**Work order 1:** According to the article on MCP call caching, how long does a JSON-RPC tool call often take, even for trivial reads?
**Work order 2:** Pick up the article on MCP call caching after its last sentence and continue writing it.

Document excerpt section start

MCP call caching strategies: cut latency and cost without breaking your agent

Every MCP tool call costs you milliseconds and tokens. Cache them and you double your agent’s responsiveness while halving the bill. Here is how to add a cache layer without breaking your agent’s correctness.

Why MCP calls are slow and expensive

Three costs add up:

Round-trip latency — every tool call is a JSON-RPC request, often 50–500 ms even for trivial reads.
Tool result tokens — large responses (a 10k-row SQL dump) eat context and bill at output rate.
Re-prompt cost — each tool result triggers another LLM round trip to interpret it.

Caching attacks all three at once. The trick is doing it without serving stale data when the underlying state has changed.

Three places you can cache

1. At the MCP server

The server itself caches its tool implementations. Cleanest layer because the server knows the semantics — it can invalidate when it knows the underlying data changed.

// inside an MCP server tool handler
const cache = new Map();
async function handle(name, args) {
  const key = name + JSON.stringify(args);
  if (cache.has(key)) return cache.get(key);
  const result = await realCall(name, args);
  cache.set(key, result);
  return result;
}

For read-heavy tools (schema introspection, documentation lookups) this alone can cut latency to single-digit milliseconds.

2. At a proxy / gateway

If you do not own the server, drop a cache between the host and the server. A small Node process speaks MCP on stdio, forwards to the upstream, caches by argument hash. Useful for shared team setups — see our team config guide.

3. At the LLM layer (prompt cache)

Anthropic’s prompt cache means tool results that stay verbatim across turns are billed at 10% of normal input rate. Just keep results stable and you get this for free.

Cache key design

The hardest part is choosing what counts as "the same call". A naive JSON.stringify(args) is brittle (key order matters), and ignores context (the same query at 09:00 and 23:00 might want different answers).

Two patterns work well:

Canonicalise arguments — sort object keys, strip whitespace, normalise casing.
Tag with a TTL bucket — append Math.floor(Date.now() / 60_000) to the key so cache entries expire by the minute.

Document excerpt section end
Given records section start

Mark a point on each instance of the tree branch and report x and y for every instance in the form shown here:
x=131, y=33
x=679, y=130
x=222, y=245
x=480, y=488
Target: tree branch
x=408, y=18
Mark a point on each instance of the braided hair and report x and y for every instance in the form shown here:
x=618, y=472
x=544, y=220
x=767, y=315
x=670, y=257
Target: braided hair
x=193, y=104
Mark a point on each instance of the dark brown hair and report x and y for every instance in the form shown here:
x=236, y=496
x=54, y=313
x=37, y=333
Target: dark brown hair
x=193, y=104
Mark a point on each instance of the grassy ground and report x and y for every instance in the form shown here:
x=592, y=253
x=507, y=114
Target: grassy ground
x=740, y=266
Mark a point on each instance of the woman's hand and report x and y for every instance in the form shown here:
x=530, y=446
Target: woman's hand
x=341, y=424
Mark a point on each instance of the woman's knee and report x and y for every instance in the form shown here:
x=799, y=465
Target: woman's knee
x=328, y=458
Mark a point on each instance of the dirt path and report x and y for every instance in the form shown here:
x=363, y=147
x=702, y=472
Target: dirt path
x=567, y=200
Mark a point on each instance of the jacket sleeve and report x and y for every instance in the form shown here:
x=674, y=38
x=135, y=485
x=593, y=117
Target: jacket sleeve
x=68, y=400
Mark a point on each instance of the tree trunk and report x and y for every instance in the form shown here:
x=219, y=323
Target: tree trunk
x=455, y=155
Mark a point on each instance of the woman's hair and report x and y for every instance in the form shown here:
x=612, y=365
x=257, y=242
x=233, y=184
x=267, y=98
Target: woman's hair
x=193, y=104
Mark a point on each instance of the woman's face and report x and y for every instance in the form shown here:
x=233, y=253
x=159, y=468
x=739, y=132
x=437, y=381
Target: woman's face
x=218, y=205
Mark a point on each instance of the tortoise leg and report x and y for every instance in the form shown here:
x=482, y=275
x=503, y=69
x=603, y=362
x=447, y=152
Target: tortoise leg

Given records section end

**Answer box 1:** 50–500 ms.

**Answer box 2:**
function cacheKey(name, args, ttlMs) {
  const canonical = JSON.stringify(args, Object.keys(args).sort());
  const bucket = Math.floor(Date.now() / ttlMs);
  return name + ':' + bucket + ':' + canonical;
}

Invalidation strategies

Time-based

Simplest, works well for slow-changing data (docs, schema, reference content). Pick a TTL by data freshness tolerance: 60 s for hot config, 1 hour for docs, 1 day for schemas.

Mutation-keyed

If your tools include both reads and writes, every write should bump a version key for the affected scope. Reads include the version in their cache key, so writes implicitly invalidate.

let dbVersion = 0;
async function writeTool() { dbVersion++; /* ... */ }
async function readTool(args) {
  const key = 'db:' + dbVersion + ':' + JSON.stringify(args);
  return cached(key, () => realRead(args));
}

Stale-while-revalidate

Return the cached value immediately; refresh in the background. Best for tools the agent calls many times in a row with the same arguments (common pattern for exploratory queries).

What not to cache

Tools whose responses include timestamps the agent will reason about.
Tools that return paginated results (cache per page only).
Tools that perform side effects (writes, sends, deletes) — the whole point is they should run.
Anything user-specific without a user key in the cache.

Measuring impact

Wire up basic metrics around your cache layer: hit rate, latency p50/p95, bytes saved. A cheap setup is logging hit/miss to a local SQLite, then a tiny sqlite3 dashboard. After a week of agent use you will see exactly which tools repay the engineering effort.

The 80/20 rule

In our own setup, 80% of cache wins came from three tools: filesystem reads, Postgres schema introspection, and HTTP fetches of public documentation. If you only cache those three, you get most of the latency benefit at a quarter of the engineering cost.